• What you will do
A. Reproduce word for word the section of the Ripple licensing passage from "The EMI license" to "and related services.".
B. According to the Ripple licensing passage, why does a firm need both the EMI license and the CASP authorization? Answer in one to three sentences.

• Passage shown
+++

The EMI license governs fiat and e-money activity, covering the fiat on-ramp and off-ramp infrastructure that underpins any cross-border payments product. The CASP authorization covers the crypto-asset side: custody, transfers, exchange functions, and related services.
A firm offering only one without the other operates with a structural gap in its regulated product scope. Ripple’s press release described the combination as enabling “end-to-end regulated crypto payments” available to financial institutions, corporates, and businesses across all 30 EEA countries.

Cassie Craddock, Managing Director for UK and Europe at Ripple, framed the strategic logic:
“This CASP authorisation means Ripple enters the post-transitional MiCA era fully compliant and ready to scale. The institutions we work with across Europe are looking to build their digital assets services alongside regulated partners, and Ripple is licensed and ready to meet that demand.”

+++

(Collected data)
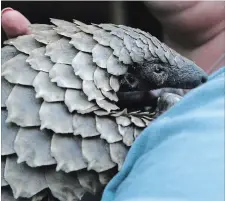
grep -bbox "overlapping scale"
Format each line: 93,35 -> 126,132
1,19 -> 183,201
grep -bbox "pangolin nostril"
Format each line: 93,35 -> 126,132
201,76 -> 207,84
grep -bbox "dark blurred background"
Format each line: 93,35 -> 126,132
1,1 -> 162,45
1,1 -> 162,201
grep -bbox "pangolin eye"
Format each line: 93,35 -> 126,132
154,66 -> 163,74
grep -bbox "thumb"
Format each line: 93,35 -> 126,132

+++

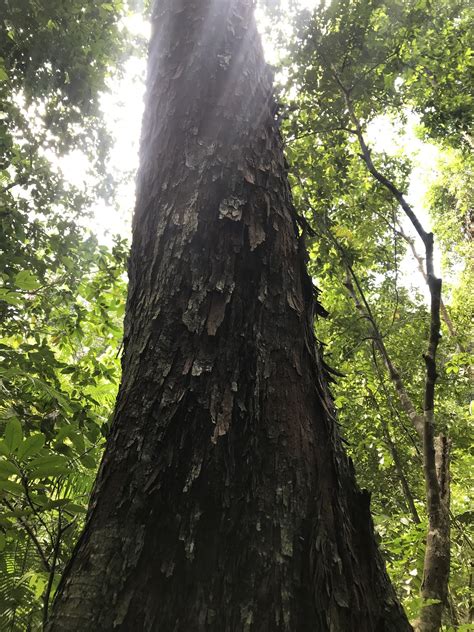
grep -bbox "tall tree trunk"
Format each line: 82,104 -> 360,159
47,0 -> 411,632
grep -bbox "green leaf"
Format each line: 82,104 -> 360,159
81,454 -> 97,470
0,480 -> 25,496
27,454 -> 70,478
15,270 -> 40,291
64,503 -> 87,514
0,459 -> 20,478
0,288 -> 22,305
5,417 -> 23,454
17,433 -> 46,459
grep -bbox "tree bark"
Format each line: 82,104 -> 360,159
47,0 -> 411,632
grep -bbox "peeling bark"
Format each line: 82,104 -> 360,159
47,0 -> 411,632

+++

• Task-by-task results
A.
The EMI license governs fiat and e-money activity, covering the fiat on-ramp and off-ramp infrastructure that underpins any cross-border payments product. The CASP authorization covers the crypto-asset side: custody, transfers, exchange functions, and related services.

B. The EMI license covers fiat and e-money activity, including the fiat on-ramp and off-ramp infrastructure behind cross-border payments. The CASP authorization covers the crypto-asset side: custody, transfers, exchange functions, and related services. A firm with only one of them has a structural gap in its regulated product scope.